STATED TASK:
Write out the listing below from the line containing "windshield, your assistance would be valued." to its last line, unaltered, ends included.

SUPPLIED DATA:
start

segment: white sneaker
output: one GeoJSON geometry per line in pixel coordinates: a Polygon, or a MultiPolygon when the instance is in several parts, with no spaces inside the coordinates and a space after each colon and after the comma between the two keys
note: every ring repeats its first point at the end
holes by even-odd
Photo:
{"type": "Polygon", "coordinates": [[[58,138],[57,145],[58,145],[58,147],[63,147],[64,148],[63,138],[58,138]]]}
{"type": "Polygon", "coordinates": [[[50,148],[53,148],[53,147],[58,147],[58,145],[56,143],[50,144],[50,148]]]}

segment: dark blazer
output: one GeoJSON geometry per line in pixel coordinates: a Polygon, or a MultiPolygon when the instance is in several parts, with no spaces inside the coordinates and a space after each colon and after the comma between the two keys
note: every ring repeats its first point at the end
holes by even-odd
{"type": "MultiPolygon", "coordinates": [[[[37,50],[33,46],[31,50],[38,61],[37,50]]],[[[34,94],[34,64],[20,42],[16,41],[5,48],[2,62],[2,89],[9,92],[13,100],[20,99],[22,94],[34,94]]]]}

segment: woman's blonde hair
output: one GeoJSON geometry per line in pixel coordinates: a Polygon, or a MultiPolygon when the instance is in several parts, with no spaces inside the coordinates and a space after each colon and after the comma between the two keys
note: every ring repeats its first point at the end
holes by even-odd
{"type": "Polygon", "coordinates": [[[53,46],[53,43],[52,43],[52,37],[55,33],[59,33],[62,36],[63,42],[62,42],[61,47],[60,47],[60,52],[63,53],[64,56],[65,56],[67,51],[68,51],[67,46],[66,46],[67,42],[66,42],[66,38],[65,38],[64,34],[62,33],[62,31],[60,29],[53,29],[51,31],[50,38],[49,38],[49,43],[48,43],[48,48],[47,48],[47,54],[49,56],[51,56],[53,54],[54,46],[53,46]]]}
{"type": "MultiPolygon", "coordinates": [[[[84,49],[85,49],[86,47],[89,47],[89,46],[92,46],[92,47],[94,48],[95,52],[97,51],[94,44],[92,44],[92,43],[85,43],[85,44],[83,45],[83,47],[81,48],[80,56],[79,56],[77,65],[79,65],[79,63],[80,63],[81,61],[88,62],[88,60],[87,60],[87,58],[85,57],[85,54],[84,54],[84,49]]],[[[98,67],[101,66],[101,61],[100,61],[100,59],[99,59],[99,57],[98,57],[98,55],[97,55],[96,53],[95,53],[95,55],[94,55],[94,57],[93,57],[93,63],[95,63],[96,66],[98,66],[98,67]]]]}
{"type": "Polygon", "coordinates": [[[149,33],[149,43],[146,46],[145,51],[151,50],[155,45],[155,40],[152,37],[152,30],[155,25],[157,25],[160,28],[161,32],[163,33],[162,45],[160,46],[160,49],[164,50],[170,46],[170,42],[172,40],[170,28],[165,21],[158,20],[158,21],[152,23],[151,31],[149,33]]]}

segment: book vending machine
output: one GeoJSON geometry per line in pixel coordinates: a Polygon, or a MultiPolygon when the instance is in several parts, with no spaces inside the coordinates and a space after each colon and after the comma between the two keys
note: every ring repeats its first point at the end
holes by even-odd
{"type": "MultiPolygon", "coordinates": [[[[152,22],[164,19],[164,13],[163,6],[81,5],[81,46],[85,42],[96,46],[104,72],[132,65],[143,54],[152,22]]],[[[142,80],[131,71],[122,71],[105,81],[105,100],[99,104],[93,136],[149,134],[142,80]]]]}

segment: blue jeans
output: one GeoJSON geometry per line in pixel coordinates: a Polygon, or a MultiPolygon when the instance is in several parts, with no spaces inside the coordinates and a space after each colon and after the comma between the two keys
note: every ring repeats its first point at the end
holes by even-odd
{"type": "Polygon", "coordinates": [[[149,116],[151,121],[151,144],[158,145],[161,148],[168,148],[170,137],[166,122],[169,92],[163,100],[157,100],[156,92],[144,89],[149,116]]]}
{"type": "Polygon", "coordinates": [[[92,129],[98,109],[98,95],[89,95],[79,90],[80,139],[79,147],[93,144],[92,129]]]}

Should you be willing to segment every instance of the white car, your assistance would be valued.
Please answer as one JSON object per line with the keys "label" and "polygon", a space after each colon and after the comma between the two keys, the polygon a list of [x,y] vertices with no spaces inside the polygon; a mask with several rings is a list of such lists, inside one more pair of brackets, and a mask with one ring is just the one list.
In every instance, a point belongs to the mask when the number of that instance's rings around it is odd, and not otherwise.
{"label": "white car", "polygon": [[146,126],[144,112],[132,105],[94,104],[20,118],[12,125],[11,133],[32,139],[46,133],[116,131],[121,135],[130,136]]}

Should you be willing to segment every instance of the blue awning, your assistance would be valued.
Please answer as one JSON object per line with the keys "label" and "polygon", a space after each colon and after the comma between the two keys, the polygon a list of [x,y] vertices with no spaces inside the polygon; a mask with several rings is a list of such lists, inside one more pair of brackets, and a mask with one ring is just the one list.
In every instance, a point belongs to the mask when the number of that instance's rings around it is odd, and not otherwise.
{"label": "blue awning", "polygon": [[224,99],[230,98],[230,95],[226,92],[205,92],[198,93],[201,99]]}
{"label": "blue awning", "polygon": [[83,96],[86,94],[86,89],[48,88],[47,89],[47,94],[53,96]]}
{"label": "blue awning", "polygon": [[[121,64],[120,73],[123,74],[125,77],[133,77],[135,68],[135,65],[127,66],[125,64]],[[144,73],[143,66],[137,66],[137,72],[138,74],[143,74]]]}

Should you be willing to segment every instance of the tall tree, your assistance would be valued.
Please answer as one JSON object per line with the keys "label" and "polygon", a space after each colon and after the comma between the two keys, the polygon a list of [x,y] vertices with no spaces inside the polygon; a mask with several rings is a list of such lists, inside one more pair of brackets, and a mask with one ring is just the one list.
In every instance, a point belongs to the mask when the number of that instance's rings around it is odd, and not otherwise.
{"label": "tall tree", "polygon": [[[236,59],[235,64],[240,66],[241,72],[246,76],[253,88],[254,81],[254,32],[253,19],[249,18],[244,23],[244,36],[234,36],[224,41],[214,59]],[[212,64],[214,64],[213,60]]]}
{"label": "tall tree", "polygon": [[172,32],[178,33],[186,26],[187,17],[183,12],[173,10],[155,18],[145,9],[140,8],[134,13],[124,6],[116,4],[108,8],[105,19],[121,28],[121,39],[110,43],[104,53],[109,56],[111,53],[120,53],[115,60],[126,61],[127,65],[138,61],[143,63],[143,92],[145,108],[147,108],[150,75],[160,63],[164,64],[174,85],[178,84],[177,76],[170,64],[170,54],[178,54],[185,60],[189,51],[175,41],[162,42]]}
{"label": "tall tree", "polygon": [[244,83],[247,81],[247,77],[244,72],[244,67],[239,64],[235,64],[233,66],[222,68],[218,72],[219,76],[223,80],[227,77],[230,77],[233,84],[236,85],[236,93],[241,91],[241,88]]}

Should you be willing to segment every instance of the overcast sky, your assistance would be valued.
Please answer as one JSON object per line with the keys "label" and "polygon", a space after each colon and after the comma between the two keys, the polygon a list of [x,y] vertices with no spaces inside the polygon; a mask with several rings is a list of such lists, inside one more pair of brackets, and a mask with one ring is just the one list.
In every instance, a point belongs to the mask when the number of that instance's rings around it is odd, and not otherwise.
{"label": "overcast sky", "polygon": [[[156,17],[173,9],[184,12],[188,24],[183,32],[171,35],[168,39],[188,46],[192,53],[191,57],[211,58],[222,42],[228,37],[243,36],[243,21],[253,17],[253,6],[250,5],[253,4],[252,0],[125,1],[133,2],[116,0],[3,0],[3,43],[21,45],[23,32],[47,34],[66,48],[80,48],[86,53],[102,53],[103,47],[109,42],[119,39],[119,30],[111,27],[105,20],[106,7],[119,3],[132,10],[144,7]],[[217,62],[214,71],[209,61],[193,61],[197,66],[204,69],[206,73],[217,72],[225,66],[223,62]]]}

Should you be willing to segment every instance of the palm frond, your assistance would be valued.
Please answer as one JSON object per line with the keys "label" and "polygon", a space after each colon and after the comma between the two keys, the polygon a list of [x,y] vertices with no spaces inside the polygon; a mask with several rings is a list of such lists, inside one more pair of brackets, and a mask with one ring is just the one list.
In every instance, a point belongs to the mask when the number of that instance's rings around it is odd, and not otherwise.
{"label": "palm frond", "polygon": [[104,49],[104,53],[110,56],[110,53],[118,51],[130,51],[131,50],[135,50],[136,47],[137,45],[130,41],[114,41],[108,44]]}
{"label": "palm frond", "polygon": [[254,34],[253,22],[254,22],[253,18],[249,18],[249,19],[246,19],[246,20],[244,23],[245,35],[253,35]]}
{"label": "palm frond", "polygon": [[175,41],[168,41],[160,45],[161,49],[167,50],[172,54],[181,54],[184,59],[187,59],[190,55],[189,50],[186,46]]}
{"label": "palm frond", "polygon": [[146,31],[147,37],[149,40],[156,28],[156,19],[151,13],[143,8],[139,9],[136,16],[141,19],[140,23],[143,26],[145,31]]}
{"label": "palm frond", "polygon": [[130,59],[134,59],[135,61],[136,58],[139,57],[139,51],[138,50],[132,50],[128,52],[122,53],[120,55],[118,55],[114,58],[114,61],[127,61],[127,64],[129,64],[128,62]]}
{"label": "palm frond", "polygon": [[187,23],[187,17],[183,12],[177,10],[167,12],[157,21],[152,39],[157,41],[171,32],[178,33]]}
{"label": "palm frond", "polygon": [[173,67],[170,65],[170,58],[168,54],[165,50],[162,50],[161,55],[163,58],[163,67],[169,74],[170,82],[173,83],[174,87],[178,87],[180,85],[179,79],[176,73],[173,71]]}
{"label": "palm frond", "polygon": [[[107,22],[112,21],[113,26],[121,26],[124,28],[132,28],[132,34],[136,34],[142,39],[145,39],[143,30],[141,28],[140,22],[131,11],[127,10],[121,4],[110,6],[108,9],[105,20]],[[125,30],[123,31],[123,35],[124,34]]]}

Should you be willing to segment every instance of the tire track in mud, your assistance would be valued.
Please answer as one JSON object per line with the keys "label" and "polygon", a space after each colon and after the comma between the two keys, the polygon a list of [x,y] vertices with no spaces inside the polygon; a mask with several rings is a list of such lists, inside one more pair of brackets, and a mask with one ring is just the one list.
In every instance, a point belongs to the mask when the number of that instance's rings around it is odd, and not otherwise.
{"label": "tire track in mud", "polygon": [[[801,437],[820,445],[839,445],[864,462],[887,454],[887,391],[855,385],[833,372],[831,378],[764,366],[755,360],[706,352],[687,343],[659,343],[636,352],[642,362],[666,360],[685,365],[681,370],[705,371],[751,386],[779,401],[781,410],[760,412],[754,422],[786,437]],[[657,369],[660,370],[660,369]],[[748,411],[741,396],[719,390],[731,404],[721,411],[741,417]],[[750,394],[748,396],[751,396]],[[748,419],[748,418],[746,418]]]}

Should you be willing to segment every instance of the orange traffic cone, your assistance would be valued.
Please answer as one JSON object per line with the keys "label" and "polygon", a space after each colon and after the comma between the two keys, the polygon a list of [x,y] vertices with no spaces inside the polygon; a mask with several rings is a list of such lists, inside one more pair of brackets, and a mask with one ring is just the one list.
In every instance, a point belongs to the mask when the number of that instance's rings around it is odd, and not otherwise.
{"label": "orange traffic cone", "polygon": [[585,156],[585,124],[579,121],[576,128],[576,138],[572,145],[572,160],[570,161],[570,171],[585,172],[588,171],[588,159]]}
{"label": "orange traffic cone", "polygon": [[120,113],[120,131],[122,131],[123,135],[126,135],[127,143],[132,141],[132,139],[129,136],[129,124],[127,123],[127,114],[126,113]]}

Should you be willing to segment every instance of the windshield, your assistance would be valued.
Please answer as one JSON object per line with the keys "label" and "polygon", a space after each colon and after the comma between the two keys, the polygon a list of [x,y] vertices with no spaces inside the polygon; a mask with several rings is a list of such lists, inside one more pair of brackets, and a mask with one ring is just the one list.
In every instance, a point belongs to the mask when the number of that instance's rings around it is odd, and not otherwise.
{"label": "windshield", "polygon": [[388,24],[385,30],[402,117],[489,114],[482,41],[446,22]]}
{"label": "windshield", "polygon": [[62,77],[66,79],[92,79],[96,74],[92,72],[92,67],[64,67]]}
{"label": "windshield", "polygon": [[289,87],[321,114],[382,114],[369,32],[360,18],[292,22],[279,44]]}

end

RESULT FOR THIS EXERCISE:
Should you be willing to segment every instance of the windshield, your assistance would be valued.
Please answer as one JSON object per line with the keys "label" and "polygon", a space after each colon and after the comma between the two keys, the polygon a list of [x,y] vertices with no spaces inside the polygon; a mask with several rings is a list of such lists, inside one more pair of brackets, and a mask with one ring is just the one list.
In every instance, a point belongs to the mask when the number of that instance's rings around it is odd, and not otherwise.
{"label": "windshield", "polygon": [[388,24],[385,30],[402,117],[489,114],[482,41],[446,22]]}
{"label": "windshield", "polygon": [[62,77],[66,79],[92,79],[96,74],[92,72],[92,67],[64,67]]}
{"label": "windshield", "polygon": [[289,87],[321,114],[382,114],[369,32],[360,18],[292,22],[279,44]]}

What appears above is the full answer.